(DESCRIPTION OF THE TASK)
Pick each line containing "sample" out of the records.

(AVAILABLE DATA)

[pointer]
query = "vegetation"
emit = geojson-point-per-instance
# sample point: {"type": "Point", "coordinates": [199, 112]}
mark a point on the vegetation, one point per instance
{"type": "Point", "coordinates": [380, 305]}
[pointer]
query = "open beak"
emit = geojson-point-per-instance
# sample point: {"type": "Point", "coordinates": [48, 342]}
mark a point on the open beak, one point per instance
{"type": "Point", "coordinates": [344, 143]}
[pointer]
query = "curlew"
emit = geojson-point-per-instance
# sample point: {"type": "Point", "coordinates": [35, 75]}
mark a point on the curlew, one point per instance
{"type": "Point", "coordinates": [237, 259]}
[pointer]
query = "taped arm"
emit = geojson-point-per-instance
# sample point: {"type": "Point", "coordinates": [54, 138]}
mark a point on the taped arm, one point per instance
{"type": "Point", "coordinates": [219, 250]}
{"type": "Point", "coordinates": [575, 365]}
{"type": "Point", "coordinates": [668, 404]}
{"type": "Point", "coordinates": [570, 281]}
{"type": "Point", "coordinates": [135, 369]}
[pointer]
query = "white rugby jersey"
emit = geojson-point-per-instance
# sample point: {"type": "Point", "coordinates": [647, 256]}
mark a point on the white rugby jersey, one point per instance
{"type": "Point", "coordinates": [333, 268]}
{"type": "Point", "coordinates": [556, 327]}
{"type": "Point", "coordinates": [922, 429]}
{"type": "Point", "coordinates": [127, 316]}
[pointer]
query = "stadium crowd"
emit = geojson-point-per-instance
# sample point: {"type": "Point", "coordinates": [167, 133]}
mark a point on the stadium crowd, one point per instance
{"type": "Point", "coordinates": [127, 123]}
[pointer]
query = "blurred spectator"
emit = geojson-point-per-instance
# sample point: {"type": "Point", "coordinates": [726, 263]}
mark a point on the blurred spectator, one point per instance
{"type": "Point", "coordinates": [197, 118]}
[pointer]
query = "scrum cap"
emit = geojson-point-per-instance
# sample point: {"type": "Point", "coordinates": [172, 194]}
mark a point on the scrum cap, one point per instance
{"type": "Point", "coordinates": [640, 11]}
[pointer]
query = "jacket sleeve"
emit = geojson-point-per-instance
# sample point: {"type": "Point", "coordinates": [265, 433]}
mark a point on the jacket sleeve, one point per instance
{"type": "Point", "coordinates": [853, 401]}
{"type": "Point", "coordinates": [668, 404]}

(ANSWER)
# sample point: {"type": "Point", "coordinates": [199, 112]}
# sample point: {"type": "Point", "coordinates": [48, 342]}
# sample point: {"type": "Point", "coordinates": [35, 75]}
# sample point: {"type": "Point", "coordinates": [54, 138]}
# sample point: {"type": "Point", "coordinates": [647, 256]}
# sample point: {"type": "Point", "coordinates": [167, 133]}
# sample point: {"type": "Point", "coordinates": [726, 263]}
# sample point: {"type": "Point", "coordinates": [172, 194]}
# sample point: {"type": "Point", "coordinates": [265, 433]}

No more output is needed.